= Goal 1 =
Answer these about the forum thread that follows:
(a) What price does LewisJ give for the DIY cube?
(b) Which cube does Cool Frog say it looks like?
(c) According to TheMachanga, what will one shipping error not change?

***** Provided text

# Don't Buy the ShengEn FII Cube from Lightake!!!



## itzvince (Nov 24, 2010)

It says its a 2nd gen type f cube on the site, but it's really fake and its like playing with poo. literally. don't get it


----------



## ~Phoenix Death~ (Nov 24, 2010)

Tighten it...?
Show uss the pieces.


----------



## TheMachanga (Nov 24, 2010)

They must have sent you a wrong one...

Hundreds of people have bought F-II's from there, including me. One shipping error won't change our minds.


----------



## LewisJ (Nov 24, 2010)

Obviously you dont get the $4 DIY, everyone knows it isn't an FII...


----------



## Cool Frog (Nov 24, 2010)

looks like my GH-II
Edit:How do you know what poo plays like?


----------



## Lorken (Nov 24, 2010)

lol. Noob member telling everyone who has purchased FII from Lighttake that they are wrong.

**********
***** Input

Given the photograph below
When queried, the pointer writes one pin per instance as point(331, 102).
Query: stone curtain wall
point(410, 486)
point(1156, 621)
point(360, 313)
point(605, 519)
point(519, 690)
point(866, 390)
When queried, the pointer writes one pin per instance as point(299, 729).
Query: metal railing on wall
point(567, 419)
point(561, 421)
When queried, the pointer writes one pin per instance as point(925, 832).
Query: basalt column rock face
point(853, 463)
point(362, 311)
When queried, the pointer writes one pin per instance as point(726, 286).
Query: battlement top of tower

**********
***** Input

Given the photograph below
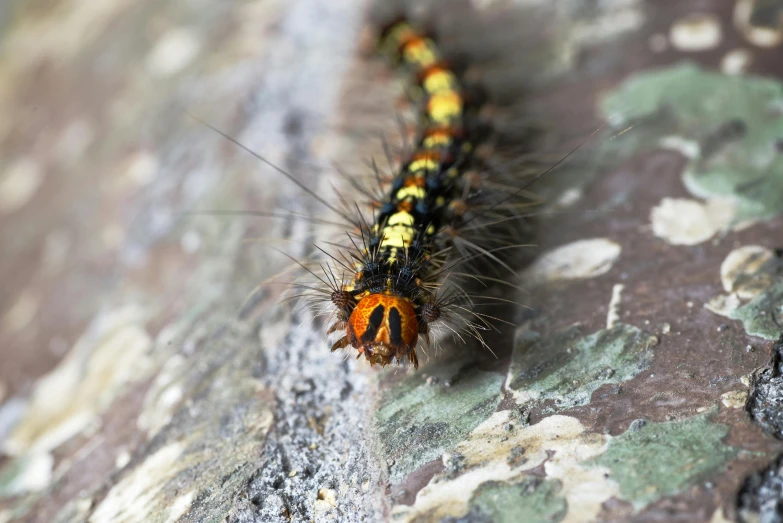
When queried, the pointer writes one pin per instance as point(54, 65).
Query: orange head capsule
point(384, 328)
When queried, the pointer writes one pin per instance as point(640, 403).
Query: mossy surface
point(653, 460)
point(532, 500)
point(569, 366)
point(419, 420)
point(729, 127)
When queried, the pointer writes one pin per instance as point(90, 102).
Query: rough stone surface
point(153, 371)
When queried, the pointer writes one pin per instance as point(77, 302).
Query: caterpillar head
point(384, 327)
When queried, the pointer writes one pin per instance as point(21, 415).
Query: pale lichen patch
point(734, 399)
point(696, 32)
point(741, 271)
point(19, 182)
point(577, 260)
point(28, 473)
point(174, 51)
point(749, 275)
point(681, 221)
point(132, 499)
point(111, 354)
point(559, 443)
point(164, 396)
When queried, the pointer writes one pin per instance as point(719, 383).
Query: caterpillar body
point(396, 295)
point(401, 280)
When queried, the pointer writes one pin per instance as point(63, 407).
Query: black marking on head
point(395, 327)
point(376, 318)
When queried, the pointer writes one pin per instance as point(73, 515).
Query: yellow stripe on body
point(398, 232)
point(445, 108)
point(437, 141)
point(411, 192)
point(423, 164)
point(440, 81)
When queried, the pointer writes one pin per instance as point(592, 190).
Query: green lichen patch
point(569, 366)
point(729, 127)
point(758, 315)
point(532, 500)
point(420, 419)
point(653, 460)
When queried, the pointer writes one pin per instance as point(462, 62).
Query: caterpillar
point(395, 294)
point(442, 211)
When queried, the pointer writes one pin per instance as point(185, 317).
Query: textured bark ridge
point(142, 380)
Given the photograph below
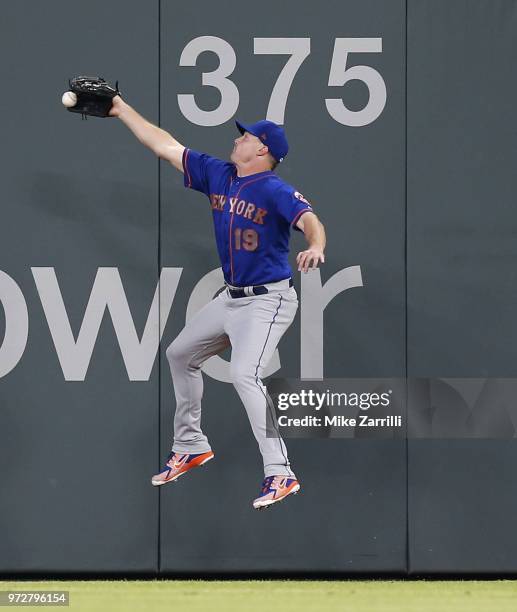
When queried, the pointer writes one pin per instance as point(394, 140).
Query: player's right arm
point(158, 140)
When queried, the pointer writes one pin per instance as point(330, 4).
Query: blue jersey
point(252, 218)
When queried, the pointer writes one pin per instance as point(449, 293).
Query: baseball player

**********
***** Input

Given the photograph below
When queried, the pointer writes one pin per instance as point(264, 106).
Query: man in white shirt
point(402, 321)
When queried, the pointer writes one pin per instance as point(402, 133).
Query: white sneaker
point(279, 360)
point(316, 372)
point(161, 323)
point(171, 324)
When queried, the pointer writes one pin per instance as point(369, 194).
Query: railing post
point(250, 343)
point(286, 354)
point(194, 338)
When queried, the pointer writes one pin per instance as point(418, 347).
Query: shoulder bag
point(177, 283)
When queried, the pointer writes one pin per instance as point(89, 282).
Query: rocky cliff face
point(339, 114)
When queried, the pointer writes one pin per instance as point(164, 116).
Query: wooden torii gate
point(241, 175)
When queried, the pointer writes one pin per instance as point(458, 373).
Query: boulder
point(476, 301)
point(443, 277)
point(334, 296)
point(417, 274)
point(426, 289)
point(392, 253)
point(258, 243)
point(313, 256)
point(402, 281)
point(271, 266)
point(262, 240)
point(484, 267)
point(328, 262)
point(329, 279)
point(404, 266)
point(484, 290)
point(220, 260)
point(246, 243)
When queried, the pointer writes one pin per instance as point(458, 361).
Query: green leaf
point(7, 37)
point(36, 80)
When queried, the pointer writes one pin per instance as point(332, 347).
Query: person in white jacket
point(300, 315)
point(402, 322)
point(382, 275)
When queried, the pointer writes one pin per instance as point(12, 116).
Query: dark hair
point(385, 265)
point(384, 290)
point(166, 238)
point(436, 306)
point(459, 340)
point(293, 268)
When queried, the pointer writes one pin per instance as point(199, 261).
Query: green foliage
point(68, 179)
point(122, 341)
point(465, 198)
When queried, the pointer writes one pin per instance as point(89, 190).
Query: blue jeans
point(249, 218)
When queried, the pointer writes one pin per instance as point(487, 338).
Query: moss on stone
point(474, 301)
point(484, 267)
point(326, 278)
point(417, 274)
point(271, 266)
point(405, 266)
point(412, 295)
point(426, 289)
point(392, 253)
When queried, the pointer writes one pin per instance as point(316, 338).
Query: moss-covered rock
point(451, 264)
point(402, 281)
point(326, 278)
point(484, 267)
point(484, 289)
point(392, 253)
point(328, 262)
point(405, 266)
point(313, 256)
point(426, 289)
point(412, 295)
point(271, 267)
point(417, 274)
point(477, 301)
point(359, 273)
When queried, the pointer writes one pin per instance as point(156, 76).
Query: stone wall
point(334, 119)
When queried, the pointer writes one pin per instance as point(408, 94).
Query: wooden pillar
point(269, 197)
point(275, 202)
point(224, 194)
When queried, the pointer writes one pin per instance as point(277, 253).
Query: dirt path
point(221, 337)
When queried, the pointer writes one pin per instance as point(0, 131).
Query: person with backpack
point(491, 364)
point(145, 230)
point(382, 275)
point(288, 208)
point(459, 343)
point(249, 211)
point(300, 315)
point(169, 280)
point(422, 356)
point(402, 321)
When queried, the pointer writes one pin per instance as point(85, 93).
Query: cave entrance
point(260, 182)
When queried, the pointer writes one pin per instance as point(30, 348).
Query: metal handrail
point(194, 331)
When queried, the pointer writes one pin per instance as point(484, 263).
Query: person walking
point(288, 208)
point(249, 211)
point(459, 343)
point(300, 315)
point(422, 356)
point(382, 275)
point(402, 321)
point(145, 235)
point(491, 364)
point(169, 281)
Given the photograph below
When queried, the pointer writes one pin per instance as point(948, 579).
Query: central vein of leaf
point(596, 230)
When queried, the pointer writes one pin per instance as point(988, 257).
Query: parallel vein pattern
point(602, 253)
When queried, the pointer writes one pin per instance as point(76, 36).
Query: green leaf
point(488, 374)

**********

= Goal 2 =
Count the lines across the three blocks of rows above that contain the string "railing". Reply with the number only.

= Full output 1 =
(a) $4
(b) GH-II
(c) Their minds

= Full output 2 =
2